[Aim of the task] Copy the lines below word for word, omitting the pictures.

[Extracted information]
- - - - - - -
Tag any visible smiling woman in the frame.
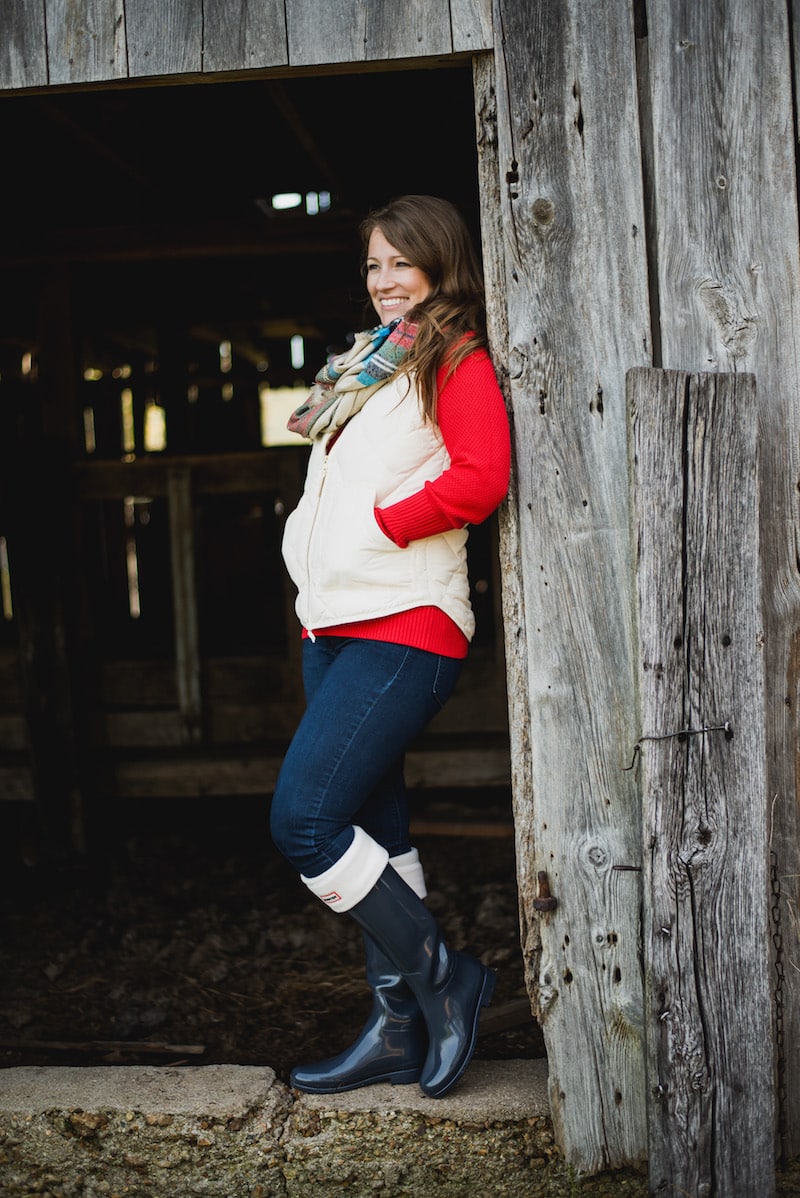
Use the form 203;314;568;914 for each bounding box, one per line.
271;195;510;1097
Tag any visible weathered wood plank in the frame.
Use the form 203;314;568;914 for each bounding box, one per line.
629;370;775;1198
46;0;128;84
286;0;453;66
0;0;48;90
493;0;650;1170
648;0;800;1156
471;46;541;972
202;0;289;72
450;0;493;54
125;0;205;78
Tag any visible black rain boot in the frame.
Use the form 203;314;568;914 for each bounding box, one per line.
290;932;428;1094
349;866;496;1099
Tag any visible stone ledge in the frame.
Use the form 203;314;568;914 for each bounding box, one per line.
0;1060;647;1198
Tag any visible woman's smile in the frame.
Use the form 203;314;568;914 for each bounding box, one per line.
366;228;431;325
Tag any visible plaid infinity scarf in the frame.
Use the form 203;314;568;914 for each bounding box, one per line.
286;316;418;441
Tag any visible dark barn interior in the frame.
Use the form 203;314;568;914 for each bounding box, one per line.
0;63;531;1069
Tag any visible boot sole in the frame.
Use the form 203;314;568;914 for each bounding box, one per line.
290;1069;422;1094
420;968;497;1099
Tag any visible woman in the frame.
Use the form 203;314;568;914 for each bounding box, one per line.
272;195;510;1097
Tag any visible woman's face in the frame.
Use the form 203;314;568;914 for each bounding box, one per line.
366;228;431;325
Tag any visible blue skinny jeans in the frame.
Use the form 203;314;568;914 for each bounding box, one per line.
271;636;461;878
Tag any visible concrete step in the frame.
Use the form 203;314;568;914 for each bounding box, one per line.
0;1060;647;1198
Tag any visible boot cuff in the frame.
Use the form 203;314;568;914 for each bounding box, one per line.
301;827;389;912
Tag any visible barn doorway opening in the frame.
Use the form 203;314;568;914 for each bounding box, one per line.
0;63;543;1081
0;63;509;852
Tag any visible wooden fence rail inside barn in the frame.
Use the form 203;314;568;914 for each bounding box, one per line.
0;0;800;1198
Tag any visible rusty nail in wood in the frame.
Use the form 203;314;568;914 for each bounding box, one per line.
533;870;558;910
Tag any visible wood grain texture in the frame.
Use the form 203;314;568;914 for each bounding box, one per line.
125;0;204;78
286;0;453;66
46;0;128;84
450;0;493;53
0;0;48;90
493;0;650;1172
473;54;541;1004
629;370;775;1198
648;0;800;1156
202;0;289;72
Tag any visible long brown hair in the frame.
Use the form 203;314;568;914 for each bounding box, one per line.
359;195;486;420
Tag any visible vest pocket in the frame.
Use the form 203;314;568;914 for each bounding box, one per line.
310;486;416;596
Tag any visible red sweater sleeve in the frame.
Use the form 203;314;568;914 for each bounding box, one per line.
375;350;511;549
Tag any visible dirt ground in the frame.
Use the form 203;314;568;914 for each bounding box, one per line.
0;797;544;1081
0;794;800;1198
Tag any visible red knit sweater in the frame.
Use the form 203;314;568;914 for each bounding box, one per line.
302;350;510;658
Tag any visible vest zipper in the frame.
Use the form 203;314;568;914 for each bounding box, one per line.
- - - - - - -
[Answer for the task]
Tag any visible smiling woman in the frame.
Use the form 203;314;568;914 for each bounding box, one per line.
271;195;510;1097
Tag any visible weathered wood plank in the frame.
Use the form 203;314;568;914 for each bounding box, one per line.
629;370;775;1198
46;0;128;84
286;0;453;66
0;0;48;90
493;0;650;1170
648;0;800;1156
471;46;541;972
202;0;289;72
450;0;493;54
125;0;205;78
Tag any visible black rain boot in the frame.
Use the form 203;314;568;914 for each bounding box, one per line.
290;932;428;1094
349;866;496;1099
Tag any visible stone ledge in the frame.
Use the form 203;314;568;914 for each bounding box, one per line.
0;1060;647;1198
Tag any visible woman's smile in the frame.
Use the form 203;314;568;914 for each bounding box, one per line.
366;228;431;325
Tag any visible plaid infinity scarf in the frame.
Use the form 203;314;568;914 for each bounding box, one per line.
286;316;418;441
Tag any visible dark barn interior in the frame.
Use the form 203;314;568;914 for each bounding box, one per line.
0;63;531;1069
Tag any visible boot sole in the frame.
Use the form 203;314;568;914 for each bounding box, one per line.
290;1069;422;1094
420;968;497;1099
Tag any visible woman in the frame.
Use the form 203;314;568;914 for each bounding box, one per line.
272;195;510;1097
Tag any visible woman's face in the frame.
Use the form 203;314;568;914 for each bounding box, one per line.
366;228;431;325
Tag any visible blue skinny jeans in the frame.
Use the form 203;314;568;914 for each bounding box, one per line.
271;636;461;878
Tag any visible concrete step in the frame.
Use the form 203;314;568;914 for each bounding box, one per line.
0;1060;647;1198
Tag any visible boot cuff in the frame.
Use the form 203;314;568;914 for each bounding box, one per line.
301;827;389;912
Tag any visible barn doorway opening in the frame.
Use the form 203;314;568;914 for each bounding box, one per line.
0;63;543;1081
0;63;509;852
Tag any visible wooden fence rail inside barn in the frame.
Use the form 203;314;568;914 for each bounding box, one per line.
0;0;800;1198
Tag any visible rusty nail in wood in the frame.
Use the form 203;314;568;914 for each bounding box, one per line.
533;870;558;910
Tag any visible wood grain texture in the frame.
Use the form 203;314;568;914 for each bounding box, one per line.
125;0;204;78
286;0;453;66
46;0;128;84
450;0;493;53
0;0;48;90
493;0;650;1172
473;54;541;1004
629;370;775;1198
648;0;800;1156
202;0;289;72
Tag any visible long brown hair in the frame.
Use the form 203;314;568;914 for each bounding box, one per line.
359;195;486;420
Tag any visible vest pocket in the frame.
Use the form 203;314;568;914 for each bounding box, one per line.
310;486;416;596
Tag any visible red sweater sleeve in the frame.
Use the form 203;314;568;914 for each bounding box, one per line.
375;350;511;549
Tag any visible dirt ground in the frame.
Use the form 203;314;568;914 for each bounding box, one per line.
0;797;544;1081
0;794;800;1198
Tag any visible red knit sweater in the frame.
Use the form 203;314;568;914 for each bounding box, one per line.
302;350;510;658
Tag any visible vest zipper in the frame.
Use the form 203;314;568;914 for each bounding box, one per line.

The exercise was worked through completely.